Extract to read -
"""

What most impressed Bunau-Varilla and Dr. Amador Guerrero was the degree to which events had been shaped by the mere presence of American naval strength. In back of everyone’s mind throughout had been those ships and the question of what their commanders might or might not do given the state of affairs ashore. And it was only a few months later that Captain Mahan, having been appointed to the faculty of the War College at Newport, Rhode Island, would commence to develop a series of lectures on the influence of sea power.
• •
Things began coming apart now. In the office overlooking the plaza, his last reserves of strength nearly exhausted, Jules Dingler had become so short-tempered and abusive of his staff that several key people, including one division head, resigned. Late in August, close to physical and mental collapse, Dingler himself gave up and sailed for France, a lone and defeated man. He had left all his family buried in Panama. He was never to return again.
His place was filled by Maurice Hutin, the next in line. Hutin too was ill and worn out and in another month he quit. That left Philippe Bunau-Varilla. So, a year after his arrival, at age twenty-seven, Bunau-Varilla found himself acting head of the entire effort. For the next several months, until another director general was recruited, he would seldom have more than two hours’ sleep a night.
He moved into Dingler’s office, determined, as he later said, to be all de Lesseps had been at Suez. “Men’s energies are spontaneously influenced by a chief who is inspired by a sincere faith in the ultimate triumph of a difficult undertaking,” he would lecture later in one of his books. “They take their place in regular order, like particles of iron around the pole of a powerful magnet.” When a new French consul general was ushered into the office to meet him and expressed surprise at finding so young a man in a position of such vast responsibility, Bunau-Varilla suggested that the new consul general learn to judge men according to their ability.

"""

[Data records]
"""

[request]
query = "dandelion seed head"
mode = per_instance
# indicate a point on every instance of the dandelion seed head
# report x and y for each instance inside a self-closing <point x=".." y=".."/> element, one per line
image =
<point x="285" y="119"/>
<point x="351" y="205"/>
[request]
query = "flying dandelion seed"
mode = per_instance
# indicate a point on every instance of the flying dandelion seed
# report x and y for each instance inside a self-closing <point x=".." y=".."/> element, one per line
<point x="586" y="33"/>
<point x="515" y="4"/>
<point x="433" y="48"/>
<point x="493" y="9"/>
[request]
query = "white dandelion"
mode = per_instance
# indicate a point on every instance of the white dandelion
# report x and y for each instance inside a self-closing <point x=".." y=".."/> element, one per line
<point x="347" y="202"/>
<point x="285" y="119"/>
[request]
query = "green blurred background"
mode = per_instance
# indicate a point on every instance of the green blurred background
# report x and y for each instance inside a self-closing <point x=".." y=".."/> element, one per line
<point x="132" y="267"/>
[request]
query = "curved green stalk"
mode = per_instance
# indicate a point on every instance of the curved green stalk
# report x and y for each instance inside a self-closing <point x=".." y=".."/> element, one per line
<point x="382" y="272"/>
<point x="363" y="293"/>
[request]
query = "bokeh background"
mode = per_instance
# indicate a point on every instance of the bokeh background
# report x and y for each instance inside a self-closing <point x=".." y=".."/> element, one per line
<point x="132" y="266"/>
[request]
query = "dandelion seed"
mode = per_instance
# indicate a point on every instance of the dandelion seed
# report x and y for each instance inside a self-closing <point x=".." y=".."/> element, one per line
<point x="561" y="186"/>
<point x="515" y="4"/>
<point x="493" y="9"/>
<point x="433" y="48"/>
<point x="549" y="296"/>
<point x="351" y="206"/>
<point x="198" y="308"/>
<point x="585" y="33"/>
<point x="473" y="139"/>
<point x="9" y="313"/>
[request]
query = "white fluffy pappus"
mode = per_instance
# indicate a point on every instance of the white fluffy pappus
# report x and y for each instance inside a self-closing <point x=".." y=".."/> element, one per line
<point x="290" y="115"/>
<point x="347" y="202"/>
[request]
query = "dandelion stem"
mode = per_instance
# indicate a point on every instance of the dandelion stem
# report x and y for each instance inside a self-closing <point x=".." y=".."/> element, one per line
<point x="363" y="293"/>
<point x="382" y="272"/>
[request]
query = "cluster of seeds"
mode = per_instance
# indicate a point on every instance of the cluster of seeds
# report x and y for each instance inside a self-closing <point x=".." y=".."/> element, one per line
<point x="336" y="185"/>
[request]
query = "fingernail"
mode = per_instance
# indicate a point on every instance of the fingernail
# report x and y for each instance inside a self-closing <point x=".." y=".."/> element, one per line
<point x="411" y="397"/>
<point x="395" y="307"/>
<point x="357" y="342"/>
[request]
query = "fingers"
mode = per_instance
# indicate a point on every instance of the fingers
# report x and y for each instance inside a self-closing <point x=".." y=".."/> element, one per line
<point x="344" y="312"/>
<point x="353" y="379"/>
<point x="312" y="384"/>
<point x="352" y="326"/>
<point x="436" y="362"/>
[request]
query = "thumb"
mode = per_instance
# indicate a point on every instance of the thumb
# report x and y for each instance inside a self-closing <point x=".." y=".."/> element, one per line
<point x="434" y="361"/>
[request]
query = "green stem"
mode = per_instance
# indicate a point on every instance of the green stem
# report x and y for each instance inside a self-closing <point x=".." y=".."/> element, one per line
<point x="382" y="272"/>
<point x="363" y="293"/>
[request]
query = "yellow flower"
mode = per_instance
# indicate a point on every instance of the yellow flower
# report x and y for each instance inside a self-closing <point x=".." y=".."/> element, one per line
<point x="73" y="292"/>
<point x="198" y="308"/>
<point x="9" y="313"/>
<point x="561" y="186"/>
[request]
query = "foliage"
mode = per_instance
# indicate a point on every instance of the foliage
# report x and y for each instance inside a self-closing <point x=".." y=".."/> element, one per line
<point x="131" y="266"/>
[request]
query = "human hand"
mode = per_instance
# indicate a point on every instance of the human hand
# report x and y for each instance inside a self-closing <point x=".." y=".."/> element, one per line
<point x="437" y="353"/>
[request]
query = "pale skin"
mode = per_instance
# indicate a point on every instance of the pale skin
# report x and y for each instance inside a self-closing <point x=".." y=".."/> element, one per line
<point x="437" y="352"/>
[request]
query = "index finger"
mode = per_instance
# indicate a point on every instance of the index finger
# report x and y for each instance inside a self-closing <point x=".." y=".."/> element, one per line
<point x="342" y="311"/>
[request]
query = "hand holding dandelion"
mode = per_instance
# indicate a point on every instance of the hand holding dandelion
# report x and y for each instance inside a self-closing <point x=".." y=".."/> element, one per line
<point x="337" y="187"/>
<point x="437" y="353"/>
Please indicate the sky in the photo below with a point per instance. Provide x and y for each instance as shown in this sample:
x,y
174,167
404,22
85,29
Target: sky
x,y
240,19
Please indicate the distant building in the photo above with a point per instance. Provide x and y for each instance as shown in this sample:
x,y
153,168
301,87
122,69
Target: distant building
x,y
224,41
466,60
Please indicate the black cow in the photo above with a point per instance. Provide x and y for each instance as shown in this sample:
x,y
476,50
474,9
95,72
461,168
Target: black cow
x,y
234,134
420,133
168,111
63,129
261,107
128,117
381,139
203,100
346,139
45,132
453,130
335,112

"""

Work to complete -
1) In the passage about the French canal effort in Panama, how old was Bunau-Varilla when he found himself acting head of the entire effort?
2) Continue the passage about Bunau-Varilla taking charge of the French canal effort in Panama, starting after its last sentence.
These rows are separate from the passage and unrelated to it.

Outputs in order -
1) He was twenty-seven.

2)
Elsewhere along the line there was widespread bitterness. Failure was in the wind and people were looking for somebody to blame. Lieutenant William Kimball, an officer from the Tennessee who accompanied Bunau-Varilla on a tour of the work, wrote of rampant suspicion of Americans. Bunau-Varilla was unfailing in his courtesies, Kimball noted, but other French officials made little effort to disguise their feelings. American contracts, American machinery, American technicians, were no longer wanted. French mechanics accused their American counterparts of trying to sabotage equipment in order to stop the work so that the United States could take over. Lieutenant Kimball attributed such talk to the depression caused by malaria.
His remarks were contained in a special intelligence report transmitted to the chief of the Bureau of Navigation in Washington. It was an extremely interesting document. He estimated that not more than a tenth of the work had been accomplished, a perfectly accurate estimate as it happens. “Unforeseen and vexatious, as well as stupendous and apparently insuperable, difficulties are constantly occurring.” At Paraíso he saw a slide so large that it came down completely intact, the grass on top undisturbed, and with such force that it carried the entire distance across the Cut.
Hospital facilities, extensive as they were, were not enough. Food prices were high. Workers, black and white, were fearful of more political violence. Black workers were leaving faster than they were being replaced, going home to spend their money “before they are killed by the climate.” But, Kimball emphasized, loss of human life would never be a deterrent in itself. Money was what counted. Human life was “always cheap.”
1 Such fears were well founded. Physicians who were at Colón and Panama City during these years would later state that more than 75 percent of all hospital patients had malaria.